## [About this task]
Read through the data, and wherever a line holds the word "child", write that line out.

Photo-based referring expression data:
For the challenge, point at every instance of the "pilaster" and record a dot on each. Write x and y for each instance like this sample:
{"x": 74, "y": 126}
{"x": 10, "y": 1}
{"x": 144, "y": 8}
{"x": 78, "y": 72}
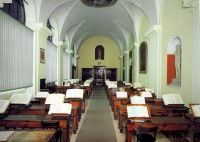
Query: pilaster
{"x": 41, "y": 33}
{"x": 154, "y": 53}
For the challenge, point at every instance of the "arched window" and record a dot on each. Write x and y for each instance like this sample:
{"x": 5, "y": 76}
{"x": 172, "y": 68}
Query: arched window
{"x": 50, "y": 27}
{"x": 143, "y": 57}
{"x": 15, "y": 9}
{"x": 99, "y": 52}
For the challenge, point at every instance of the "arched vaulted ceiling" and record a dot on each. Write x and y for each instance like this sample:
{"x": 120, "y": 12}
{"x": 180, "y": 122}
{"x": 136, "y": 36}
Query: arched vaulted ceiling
{"x": 77, "y": 22}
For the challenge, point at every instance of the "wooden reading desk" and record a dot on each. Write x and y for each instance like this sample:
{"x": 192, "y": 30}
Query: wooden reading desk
{"x": 34, "y": 121}
{"x": 41, "y": 110}
{"x": 32, "y": 136}
{"x": 154, "y": 110}
{"x": 164, "y": 124}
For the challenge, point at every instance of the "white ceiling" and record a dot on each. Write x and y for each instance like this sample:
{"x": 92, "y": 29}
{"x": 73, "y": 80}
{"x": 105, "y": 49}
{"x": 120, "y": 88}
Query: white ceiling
{"x": 76, "y": 21}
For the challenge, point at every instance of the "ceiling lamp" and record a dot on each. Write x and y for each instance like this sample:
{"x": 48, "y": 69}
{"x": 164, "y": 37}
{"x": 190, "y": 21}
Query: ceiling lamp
{"x": 99, "y": 3}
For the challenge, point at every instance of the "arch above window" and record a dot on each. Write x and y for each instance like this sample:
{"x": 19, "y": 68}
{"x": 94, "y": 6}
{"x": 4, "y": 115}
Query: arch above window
{"x": 143, "y": 57}
{"x": 16, "y": 10}
{"x": 99, "y": 52}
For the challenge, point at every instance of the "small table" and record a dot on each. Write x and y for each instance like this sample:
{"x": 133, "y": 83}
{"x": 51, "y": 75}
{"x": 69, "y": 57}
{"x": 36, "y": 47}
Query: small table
{"x": 33, "y": 136}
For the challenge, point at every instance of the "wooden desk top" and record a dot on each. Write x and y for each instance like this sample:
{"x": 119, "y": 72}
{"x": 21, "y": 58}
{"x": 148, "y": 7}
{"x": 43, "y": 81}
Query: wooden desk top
{"x": 33, "y": 136}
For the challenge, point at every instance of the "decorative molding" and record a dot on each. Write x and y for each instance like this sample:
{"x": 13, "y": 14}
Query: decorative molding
{"x": 136, "y": 44}
{"x": 40, "y": 27}
{"x": 190, "y": 3}
{"x": 70, "y": 51}
{"x": 77, "y": 56}
{"x": 126, "y": 52}
{"x": 153, "y": 30}
{"x": 5, "y": 1}
{"x": 120, "y": 57}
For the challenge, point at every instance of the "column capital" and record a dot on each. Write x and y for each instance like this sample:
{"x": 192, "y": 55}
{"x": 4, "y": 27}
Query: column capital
{"x": 70, "y": 51}
{"x": 126, "y": 52}
{"x": 136, "y": 44}
{"x": 40, "y": 27}
{"x": 190, "y": 3}
{"x": 76, "y": 56}
{"x": 120, "y": 57}
{"x": 153, "y": 31}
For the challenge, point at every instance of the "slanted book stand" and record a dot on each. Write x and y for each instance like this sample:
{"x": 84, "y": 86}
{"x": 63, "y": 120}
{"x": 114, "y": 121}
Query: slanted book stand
{"x": 138, "y": 113}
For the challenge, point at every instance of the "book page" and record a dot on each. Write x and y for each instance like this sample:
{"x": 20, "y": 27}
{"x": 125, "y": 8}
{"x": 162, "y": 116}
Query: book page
{"x": 25, "y": 98}
{"x": 167, "y": 99}
{"x": 55, "y": 99}
{"x": 50, "y": 99}
{"x": 146, "y": 94}
{"x": 66, "y": 108}
{"x": 196, "y": 110}
{"x": 86, "y": 84}
{"x": 177, "y": 99}
{"x": 127, "y": 84}
{"x": 121, "y": 95}
{"x": 4, "y": 105}
{"x": 42, "y": 95}
{"x": 137, "y": 100}
{"x": 15, "y": 98}
{"x": 74, "y": 93}
{"x": 112, "y": 85}
{"x": 137, "y": 111}
{"x": 59, "y": 99}
{"x": 149, "y": 90}
{"x": 5, "y": 135}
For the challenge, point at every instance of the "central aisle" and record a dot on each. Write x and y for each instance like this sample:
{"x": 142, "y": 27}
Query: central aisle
{"x": 97, "y": 125}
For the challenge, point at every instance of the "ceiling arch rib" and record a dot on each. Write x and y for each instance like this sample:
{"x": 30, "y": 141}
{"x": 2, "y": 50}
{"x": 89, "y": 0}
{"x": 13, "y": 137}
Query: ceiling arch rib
{"x": 61, "y": 13}
{"x": 96, "y": 33}
{"x": 125, "y": 31}
{"x": 47, "y": 7}
{"x": 96, "y": 18}
{"x": 120, "y": 43}
{"x": 136, "y": 15}
{"x": 71, "y": 32}
{"x": 149, "y": 7}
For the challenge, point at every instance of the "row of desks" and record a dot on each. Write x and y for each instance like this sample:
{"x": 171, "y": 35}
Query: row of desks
{"x": 167, "y": 119}
{"x": 33, "y": 116}
{"x": 32, "y": 136}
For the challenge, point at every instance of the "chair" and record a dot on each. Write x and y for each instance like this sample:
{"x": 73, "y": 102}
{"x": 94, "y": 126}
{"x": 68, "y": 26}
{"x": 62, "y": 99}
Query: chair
{"x": 142, "y": 135}
{"x": 53, "y": 125}
{"x": 196, "y": 136}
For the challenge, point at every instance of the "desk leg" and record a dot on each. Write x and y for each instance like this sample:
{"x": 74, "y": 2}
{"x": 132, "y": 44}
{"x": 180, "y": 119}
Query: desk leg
{"x": 75, "y": 121}
{"x": 120, "y": 122}
{"x": 129, "y": 135}
{"x": 115, "y": 112}
{"x": 83, "y": 106}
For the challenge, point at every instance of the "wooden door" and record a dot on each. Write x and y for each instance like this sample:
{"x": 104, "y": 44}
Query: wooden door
{"x": 99, "y": 75}
{"x": 86, "y": 73}
{"x": 111, "y": 74}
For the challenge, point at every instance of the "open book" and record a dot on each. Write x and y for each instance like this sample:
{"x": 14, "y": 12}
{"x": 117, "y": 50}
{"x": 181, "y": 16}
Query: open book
{"x": 121, "y": 95}
{"x": 146, "y": 94}
{"x": 5, "y": 135}
{"x": 195, "y": 109}
{"x": 137, "y": 111}
{"x": 137, "y": 84}
{"x": 172, "y": 99}
{"x": 42, "y": 95}
{"x": 21, "y": 98}
{"x": 149, "y": 90}
{"x": 86, "y": 84}
{"x": 55, "y": 99}
{"x": 74, "y": 93}
{"x": 4, "y": 105}
{"x": 112, "y": 85}
{"x": 64, "y": 108}
{"x": 127, "y": 84}
{"x": 137, "y": 100}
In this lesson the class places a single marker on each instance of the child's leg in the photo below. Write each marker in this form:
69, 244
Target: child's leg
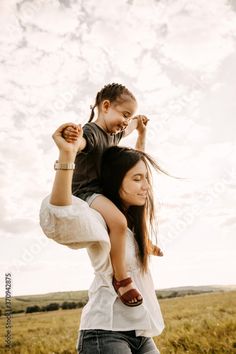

## [Response below]
In this lesson the class places a single marker on each instance of the child's leg in the photo below. Write each marker in this form:
Target: child's leg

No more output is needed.